■ **Task to carry out**: Give the entries again, word for word.

■ **Exercise data**:
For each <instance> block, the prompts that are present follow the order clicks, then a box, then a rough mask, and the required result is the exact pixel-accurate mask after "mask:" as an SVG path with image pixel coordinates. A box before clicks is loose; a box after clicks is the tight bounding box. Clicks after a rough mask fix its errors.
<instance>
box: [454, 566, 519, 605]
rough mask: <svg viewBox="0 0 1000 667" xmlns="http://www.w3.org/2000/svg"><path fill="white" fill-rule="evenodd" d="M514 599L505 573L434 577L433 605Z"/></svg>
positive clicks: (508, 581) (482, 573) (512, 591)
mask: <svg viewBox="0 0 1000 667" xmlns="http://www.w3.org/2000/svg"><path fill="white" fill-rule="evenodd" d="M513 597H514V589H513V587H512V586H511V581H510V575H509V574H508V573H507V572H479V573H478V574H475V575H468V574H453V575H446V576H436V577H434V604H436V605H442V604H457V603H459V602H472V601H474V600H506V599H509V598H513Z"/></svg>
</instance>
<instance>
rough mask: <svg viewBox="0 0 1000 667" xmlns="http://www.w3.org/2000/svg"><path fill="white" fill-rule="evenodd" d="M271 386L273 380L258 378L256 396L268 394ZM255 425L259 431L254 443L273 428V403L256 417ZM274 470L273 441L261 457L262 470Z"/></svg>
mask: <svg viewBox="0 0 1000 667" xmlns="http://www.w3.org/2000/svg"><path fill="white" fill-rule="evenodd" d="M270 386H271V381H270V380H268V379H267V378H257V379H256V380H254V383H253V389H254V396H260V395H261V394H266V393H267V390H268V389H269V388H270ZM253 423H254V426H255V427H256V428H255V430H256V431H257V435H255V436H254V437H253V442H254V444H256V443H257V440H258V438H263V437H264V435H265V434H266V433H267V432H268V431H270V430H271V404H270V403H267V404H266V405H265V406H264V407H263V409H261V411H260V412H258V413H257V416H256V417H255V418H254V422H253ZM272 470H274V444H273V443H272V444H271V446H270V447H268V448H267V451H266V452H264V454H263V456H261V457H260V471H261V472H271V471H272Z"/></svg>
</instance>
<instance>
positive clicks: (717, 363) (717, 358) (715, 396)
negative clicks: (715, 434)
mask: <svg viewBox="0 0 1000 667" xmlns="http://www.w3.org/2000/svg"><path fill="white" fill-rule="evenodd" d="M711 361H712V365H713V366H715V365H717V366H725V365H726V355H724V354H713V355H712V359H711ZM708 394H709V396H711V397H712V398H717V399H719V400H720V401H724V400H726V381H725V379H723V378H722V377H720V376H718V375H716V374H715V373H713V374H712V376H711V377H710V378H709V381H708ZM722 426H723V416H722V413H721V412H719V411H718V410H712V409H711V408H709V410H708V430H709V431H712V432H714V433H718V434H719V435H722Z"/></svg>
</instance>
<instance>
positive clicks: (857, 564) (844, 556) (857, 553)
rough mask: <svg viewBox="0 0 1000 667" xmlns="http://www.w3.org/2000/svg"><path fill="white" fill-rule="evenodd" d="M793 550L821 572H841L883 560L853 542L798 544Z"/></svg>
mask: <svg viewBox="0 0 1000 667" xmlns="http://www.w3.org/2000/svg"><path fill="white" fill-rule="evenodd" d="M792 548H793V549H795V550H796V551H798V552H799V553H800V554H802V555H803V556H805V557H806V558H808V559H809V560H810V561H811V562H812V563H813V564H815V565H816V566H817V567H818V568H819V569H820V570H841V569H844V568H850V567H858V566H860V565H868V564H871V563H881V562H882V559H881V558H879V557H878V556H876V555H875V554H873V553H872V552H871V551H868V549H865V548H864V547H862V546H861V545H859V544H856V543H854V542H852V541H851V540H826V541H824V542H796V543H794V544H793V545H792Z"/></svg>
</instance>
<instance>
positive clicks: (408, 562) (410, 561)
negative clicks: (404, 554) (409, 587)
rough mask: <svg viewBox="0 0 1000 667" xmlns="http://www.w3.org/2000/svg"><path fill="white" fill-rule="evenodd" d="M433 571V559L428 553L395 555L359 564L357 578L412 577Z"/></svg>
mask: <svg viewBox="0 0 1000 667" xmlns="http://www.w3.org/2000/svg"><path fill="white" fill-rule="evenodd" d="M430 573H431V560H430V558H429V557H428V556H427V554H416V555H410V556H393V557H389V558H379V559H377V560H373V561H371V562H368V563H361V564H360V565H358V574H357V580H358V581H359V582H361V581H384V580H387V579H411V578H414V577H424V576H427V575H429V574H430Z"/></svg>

■ **Answer for this exercise**:
For each <instance> block, the prompts that are present follow the order clicks, then a box, then a rough mask, and the required result is the exact pixel-accurate mask after "mask:" as an SVG path with image pixel coordinates. A box before clicks is loose; a box after clicks is the tight bounding box. Clicks after a rough mask fix its errors.
<instance>
box: [454, 566, 519, 605]
rough mask: <svg viewBox="0 0 1000 667" xmlns="http://www.w3.org/2000/svg"><path fill="white" fill-rule="evenodd" d="M514 599L505 573L434 577L433 605Z"/></svg>
positive clicks: (508, 581) (482, 573) (512, 591)
mask: <svg viewBox="0 0 1000 667" xmlns="http://www.w3.org/2000/svg"><path fill="white" fill-rule="evenodd" d="M513 597H514V589H513V587H512V586H511V581H510V575H509V574H508V573H507V572H479V573H478V574H475V575H468V574H453V575H446V576H436V577H434V604H436V605H442V604H457V603H459V602H472V601H474V600H506V599H509V598H513Z"/></svg>
</instance>
<instance>
rough mask: <svg viewBox="0 0 1000 667" xmlns="http://www.w3.org/2000/svg"><path fill="white" fill-rule="evenodd" d="M271 386L273 380L258 378L256 396L268 394ZM255 425L259 431L254 443L273 428V403L256 417ZM274 470L273 441L261 457L262 470Z"/></svg>
mask: <svg viewBox="0 0 1000 667" xmlns="http://www.w3.org/2000/svg"><path fill="white" fill-rule="evenodd" d="M270 386H271V381H270V380H268V379H267V378H257V379H256V380H254V383H253V389H254V396H260V395H261V394H266V393H267V390H268V389H269V388H270ZM253 423H254V426H255V427H256V428H255V430H256V431H257V435H255V436H254V437H253V442H254V444H256V443H257V440H258V438H263V437H264V435H265V434H266V433H267V432H268V431H270V430H271V404H270V403H267V404H266V405H265V406H264V407H263V409H261V411H260V412H258V413H257V416H256V417H255V418H254V422H253ZM272 470H274V444H273V443H272V444H271V446H270V447H268V448H267V451H266V452H264V454H263V456H261V457H260V471H261V472H271V471H272Z"/></svg>
</instance>
<instance>
positive clicks: (717, 363) (717, 358) (715, 396)
negative clicks: (715, 434)
mask: <svg viewBox="0 0 1000 667" xmlns="http://www.w3.org/2000/svg"><path fill="white" fill-rule="evenodd" d="M711 361H712V365H713V366H715V365H717V366H725V365H726V355H724V354H713V355H712V359H711ZM708 394H709V396H711V397H712V398H717V399H719V400H720V401H724V400H726V381H725V379H723V378H722V377H720V376H718V375H716V374H715V373H713V374H712V376H711V377H710V378H709V381H708ZM722 426H723V416H722V413H721V412H719V411H718V410H712V409H711V408H709V410H708V430H709V431H712V432H714V433H718V434H719V435H722Z"/></svg>
</instance>
<instance>
positive clicks: (857, 564) (844, 556) (857, 553)
rough mask: <svg viewBox="0 0 1000 667" xmlns="http://www.w3.org/2000/svg"><path fill="white" fill-rule="evenodd" d="M793 550L821 572H841L883 560L853 542L798 544Z"/></svg>
mask: <svg viewBox="0 0 1000 667" xmlns="http://www.w3.org/2000/svg"><path fill="white" fill-rule="evenodd" d="M792 548H793V549H795V550H796V551H798V552H799V553H800V554H802V555H803V556H805V557H806V558H808V559H809V560H810V561H811V562H812V563H813V564H815V565H816V566H817V567H818V568H819V569H820V570H841V569H844V568H850V567H858V566H860V565H868V564H871V563H881V562H882V559H881V558H879V557H878V556H876V555H875V554H873V553H872V552H871V551H868V549H865V548H864V547H862V546H861V545H859V544H856V543H854V542H852V541H851V540H826V541H824V542H796V543H794V544H793V545H792Z"/></svg>
</instance>
<instance>
positive clicks: (408, 562) (410, 561)
negative clicks: (404, 554) (409, 587)
rough mask: <svg viewBox="0 0 1000 667" xmlns="http://www.w3.org/2000/svg"><path fill="white" fill-rule="evenodd" d="M433 571V559L428 553L395 555L359 564L357 578L412 577Z"/></svg>
mask: <svg viewBox="0 0 1000 667" xmlns="http://www.w3.org/2000/svg"><path fill="white" fill-rule="evenodd" d="M430 573H431V560H430V558H429V557H428V556H427V554H416V555H410V556H393V557H389V558H379V559H377V560H373V561H371V562H368V563H361V564H360V565H358V574H357V580H358V581H359V582H361V581H384V580H387V579H411V578H414V577H424V576H427V575H429V574H430Z"/></svg>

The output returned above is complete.